>> START Extracted entries
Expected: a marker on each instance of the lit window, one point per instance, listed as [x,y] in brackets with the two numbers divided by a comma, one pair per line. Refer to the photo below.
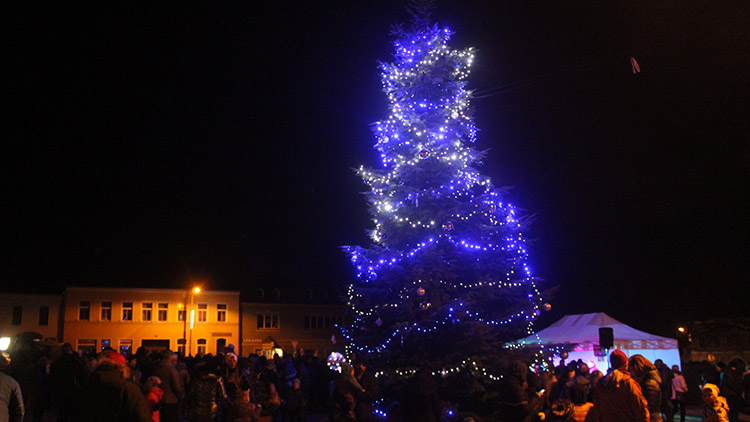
[84,310]
[17,315]
[87,345]
[106,311]
[221,312]
[268,322]
[127,311]
[44,315]
[146,308]
[163,308]
[126,345]
[202,312]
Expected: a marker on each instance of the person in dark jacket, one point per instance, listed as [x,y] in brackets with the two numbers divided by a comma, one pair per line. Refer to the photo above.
[667,408]
[67,376]
[369,392]
[171,383]
[207,396]
[617,396]
[649,379]
[109,396]
[516,404]
[421,402]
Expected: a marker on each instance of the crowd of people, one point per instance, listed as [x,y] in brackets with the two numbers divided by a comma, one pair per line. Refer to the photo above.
[634,389]
[164,386]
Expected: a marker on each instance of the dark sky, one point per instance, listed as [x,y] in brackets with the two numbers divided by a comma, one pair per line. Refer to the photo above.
[153,144]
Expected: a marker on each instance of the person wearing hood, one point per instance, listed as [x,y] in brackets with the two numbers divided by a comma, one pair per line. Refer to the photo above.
[110,396]
[649,379]
[516,403]
[617,396]
[716,408]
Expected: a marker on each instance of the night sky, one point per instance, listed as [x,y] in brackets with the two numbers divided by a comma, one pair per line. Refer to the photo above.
[152,145]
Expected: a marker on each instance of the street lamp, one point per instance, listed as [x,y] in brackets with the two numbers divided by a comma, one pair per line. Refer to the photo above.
[189,310]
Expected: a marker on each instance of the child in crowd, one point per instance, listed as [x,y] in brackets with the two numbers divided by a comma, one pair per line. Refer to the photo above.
[716,408]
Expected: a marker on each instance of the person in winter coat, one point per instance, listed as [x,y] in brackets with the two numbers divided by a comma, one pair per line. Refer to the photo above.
[153,394]
[516,404]
[649,379]
[67,376]
[110,396]
[344,389]
[11,399]
[716,408]
[420,402]
[295,405]
[679,391]
[369,392]
[207,396]
[171,383]
[617,396]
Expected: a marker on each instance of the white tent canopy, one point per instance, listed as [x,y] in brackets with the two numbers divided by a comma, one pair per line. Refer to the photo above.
[581,334]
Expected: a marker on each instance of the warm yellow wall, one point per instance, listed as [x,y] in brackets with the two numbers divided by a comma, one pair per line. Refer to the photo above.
[138,330]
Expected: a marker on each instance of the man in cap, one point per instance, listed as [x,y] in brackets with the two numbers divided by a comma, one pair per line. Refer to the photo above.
[110,396]
[617,396]
[11,401]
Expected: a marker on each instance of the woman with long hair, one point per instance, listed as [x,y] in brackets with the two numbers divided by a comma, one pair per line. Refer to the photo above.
[646,374]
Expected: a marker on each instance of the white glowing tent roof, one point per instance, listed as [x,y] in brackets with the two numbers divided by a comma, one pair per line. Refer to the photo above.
[584,328]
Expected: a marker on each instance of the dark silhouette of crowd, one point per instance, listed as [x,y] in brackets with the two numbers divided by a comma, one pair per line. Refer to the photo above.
[167,387]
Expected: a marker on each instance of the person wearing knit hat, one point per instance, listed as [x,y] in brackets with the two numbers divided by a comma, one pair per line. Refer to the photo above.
[618,360]
[11,399]
[109,395]
[617,396]
[716,408]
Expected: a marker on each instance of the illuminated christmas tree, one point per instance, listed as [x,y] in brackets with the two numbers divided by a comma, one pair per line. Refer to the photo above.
[446,281]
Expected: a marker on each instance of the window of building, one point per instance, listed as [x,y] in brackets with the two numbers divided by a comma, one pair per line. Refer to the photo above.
[317,322]
[163,308]
[87,345]
[84,310]
[146,308]
[127,311]
[221,312]
[202,312]
[17,315]
[126,346]
[44,315]
[268,322]
[106,312]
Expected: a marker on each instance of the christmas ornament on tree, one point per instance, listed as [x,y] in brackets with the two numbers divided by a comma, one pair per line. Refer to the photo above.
[482,293]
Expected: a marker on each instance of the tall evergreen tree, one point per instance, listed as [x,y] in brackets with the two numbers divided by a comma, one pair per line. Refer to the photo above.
[446,281]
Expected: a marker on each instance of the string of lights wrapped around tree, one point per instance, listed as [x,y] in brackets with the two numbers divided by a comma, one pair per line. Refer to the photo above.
[449,253]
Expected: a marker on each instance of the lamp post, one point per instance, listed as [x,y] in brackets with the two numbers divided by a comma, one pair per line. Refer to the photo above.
[190,313]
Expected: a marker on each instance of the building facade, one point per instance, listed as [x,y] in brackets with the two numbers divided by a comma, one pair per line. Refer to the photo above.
[36,315]
[156,319]
[269,328]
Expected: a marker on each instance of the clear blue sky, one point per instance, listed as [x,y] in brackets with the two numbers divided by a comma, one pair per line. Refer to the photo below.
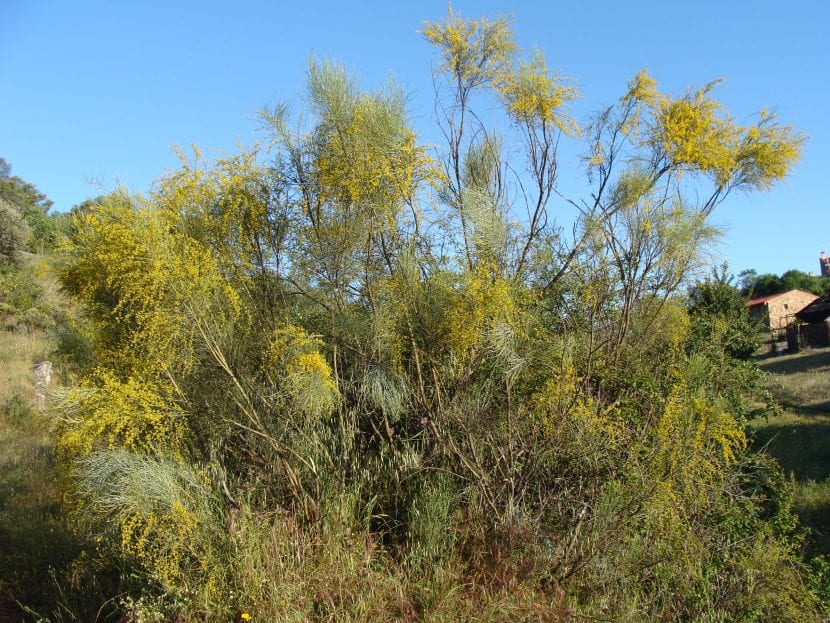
[94,93]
>> END Extracted entries
Reproduce the lines from the one containing "Expected: a marker on each instance of the clear" through the end of the records, both included, swapping "clear blue sky" for "cloudless sky" and leaving everything else unchanged. Omit the picture from your answer.

Expected: a marker on each instance of the cloudless sky, one point per instance, listed as [x,y] in brackets with the two numbers divided by a comma, one pair per line. Refer to the photo below.
[94,93]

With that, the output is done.